**What the task requires**
Update everything from the line containing "Mark one point per instance of the gravel" down to the end of the items, replacing "driveway" with "path" and leaving all else unchanged.

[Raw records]

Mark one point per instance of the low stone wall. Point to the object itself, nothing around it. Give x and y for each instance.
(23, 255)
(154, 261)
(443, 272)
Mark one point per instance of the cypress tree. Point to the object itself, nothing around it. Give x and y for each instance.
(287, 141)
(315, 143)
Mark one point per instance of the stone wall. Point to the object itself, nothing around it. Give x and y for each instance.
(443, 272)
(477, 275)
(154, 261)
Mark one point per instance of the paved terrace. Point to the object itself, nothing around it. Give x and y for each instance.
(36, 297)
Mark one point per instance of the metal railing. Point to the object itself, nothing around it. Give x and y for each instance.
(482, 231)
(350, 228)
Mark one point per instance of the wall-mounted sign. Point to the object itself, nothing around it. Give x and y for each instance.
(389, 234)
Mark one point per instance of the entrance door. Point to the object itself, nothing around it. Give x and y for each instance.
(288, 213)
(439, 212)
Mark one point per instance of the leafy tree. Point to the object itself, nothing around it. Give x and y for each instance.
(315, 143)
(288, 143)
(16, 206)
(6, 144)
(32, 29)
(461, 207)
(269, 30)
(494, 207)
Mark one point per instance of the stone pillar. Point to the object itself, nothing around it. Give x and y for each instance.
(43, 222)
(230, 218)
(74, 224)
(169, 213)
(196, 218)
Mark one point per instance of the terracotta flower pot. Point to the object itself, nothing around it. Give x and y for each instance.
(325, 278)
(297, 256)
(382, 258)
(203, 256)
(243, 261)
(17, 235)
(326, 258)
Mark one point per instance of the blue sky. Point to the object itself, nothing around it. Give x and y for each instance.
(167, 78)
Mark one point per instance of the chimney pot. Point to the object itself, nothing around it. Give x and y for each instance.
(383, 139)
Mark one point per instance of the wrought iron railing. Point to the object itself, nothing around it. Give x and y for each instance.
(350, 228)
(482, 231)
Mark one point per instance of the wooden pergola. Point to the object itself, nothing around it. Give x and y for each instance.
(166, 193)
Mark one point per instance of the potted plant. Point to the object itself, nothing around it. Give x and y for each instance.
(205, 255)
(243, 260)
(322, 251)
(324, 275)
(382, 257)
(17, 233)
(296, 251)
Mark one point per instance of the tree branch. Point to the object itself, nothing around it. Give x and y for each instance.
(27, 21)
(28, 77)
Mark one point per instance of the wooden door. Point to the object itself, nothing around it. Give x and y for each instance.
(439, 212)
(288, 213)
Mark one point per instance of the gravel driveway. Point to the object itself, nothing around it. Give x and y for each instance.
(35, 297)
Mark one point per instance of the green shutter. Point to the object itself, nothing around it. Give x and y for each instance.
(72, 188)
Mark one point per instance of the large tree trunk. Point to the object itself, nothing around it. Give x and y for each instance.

**Solution to this problem**
Mark one point per instance of the gravel path. Point to the object itself, nothing around it. Give x and y for each instance.
(35, 297)
Mark one point per instance of the green shutter. Point to the object itself, nothing around it. Give x and y for each instance.
(72, 188)
Mark one point per instance of the large tree trunk. Point to the object itself, nothing around it. Give x and y for each instance.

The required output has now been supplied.